COMPLETE THE FOLLOWING =>
1. In the column about Russia's wi-fi registration rule, which government body issued the directive?
2. Write the next part of the column about Russia's wi-fi registration rule, picking up after its last sentence.

EXTRACT =>
◇ ◇ ◇ ◇

Going online with that wi-fi comrade?

By Mark O’Neill

Russia is a country that I love but it is also a country that fills me with despair. While it is rich with history, culture and wonderful people, it also can’t decide whether it wants to be free or whether it likes to be stamped on by a dictator’s foot.

It seems that the latest directive from the “Mass Media, Communications and Cultural Protection Service” (I’ll spare you the Russian name of the department) has declared that all internet wireless devices owned by private citizens have to be registered with the Russian government before that citizen goes online. Obviously the decree is aimed at monitoring people’s internet activities and it smacks of old-fashioned state control, just like in the good old Soviet days. Which makes it even more laughable when Russia under the leadership of the Putin Corporation declares that it is now a democracy.

I can’t seem to find out the punishment for not obeying the rules but I can say with all certainty that the ultimate punishment of the old days is long gone (at least I certainly hope so). If you fail to register your wi-fi device, you’ll probably just get slapped on the wrist with a fine or maybe even get your device confiscated. But even so, this is a shocking dictatorial move on the part of the Russian authorities. Plus can you imagine the sheer amount of paperwork involved in such a bureaucratic move? How many people in Russia have wi-fi devices today? Millions! Probably more.

◇ ◇ ◇ ◇

INFORMATION SHOWN =>
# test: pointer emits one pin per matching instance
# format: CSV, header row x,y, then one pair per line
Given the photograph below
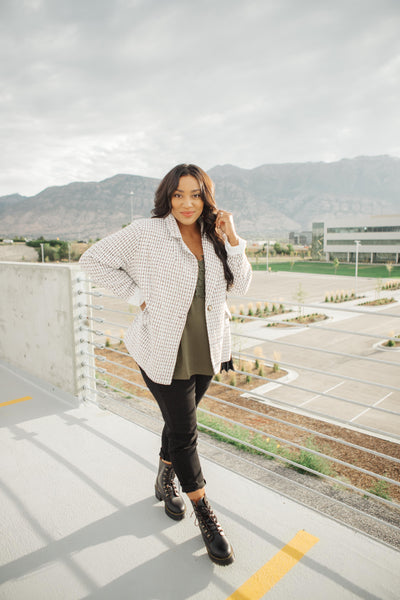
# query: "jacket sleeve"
x,y
106,262
240,267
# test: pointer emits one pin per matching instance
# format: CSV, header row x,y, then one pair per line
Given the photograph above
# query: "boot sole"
x,y
222,562
171,515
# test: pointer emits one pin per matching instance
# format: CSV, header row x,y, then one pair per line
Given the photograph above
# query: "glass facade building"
x,y
377,239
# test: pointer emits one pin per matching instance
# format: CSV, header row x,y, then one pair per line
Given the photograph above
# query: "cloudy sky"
x,y
92,88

◇ ◇ ◇ ◇

ANSWERS PER TASK =>
1. The Mass Media, Communications and Cultural Protection Service.

2.
This got me to thinking – if the Soviet Union was still around today, how would it deal with the Internet? Would the KGB simply shut down the web in Russia? Or would they simply do what China is currently doing and institute a stringent filtering system? What do you think?

3 Responses to Going online with that wi-fi comrade?

  1. What is going on in the United States of America, a once free society governed by laws, is much more appalling. At least in Russia they have you fill out some paper before they spy on you. Here in America the government spy’s on everybody like it or not. I don’t remember signing any paperwork with my ISP saying that I agree to allow the government to monitor my emails with out protection of the Fourth Amendment.

  2. As said in _real_ Russian official docs(and not isteric articles in not-so reliable online-periodicals):

    "As in #16 of enclosure to list of radio-electronic devices and hi-frequency devices, wich are subject to be registered, approved by Russian Federation government in resolution from 12.10.2004 ? 539 "About the order of registration of radio-electronic devices and hi-frequency devices" (edited at 25.07.2007 by resolution ? 476), end-user (terminal) radio-access equipment (wireless access) in radio frequency band 2400-2483,5 MHz with transmission power up to 100 mW inclusive do not have to be registered at Rossvyazokhrankultura(?????????????????????)"

    I'm sorry for "Runglish".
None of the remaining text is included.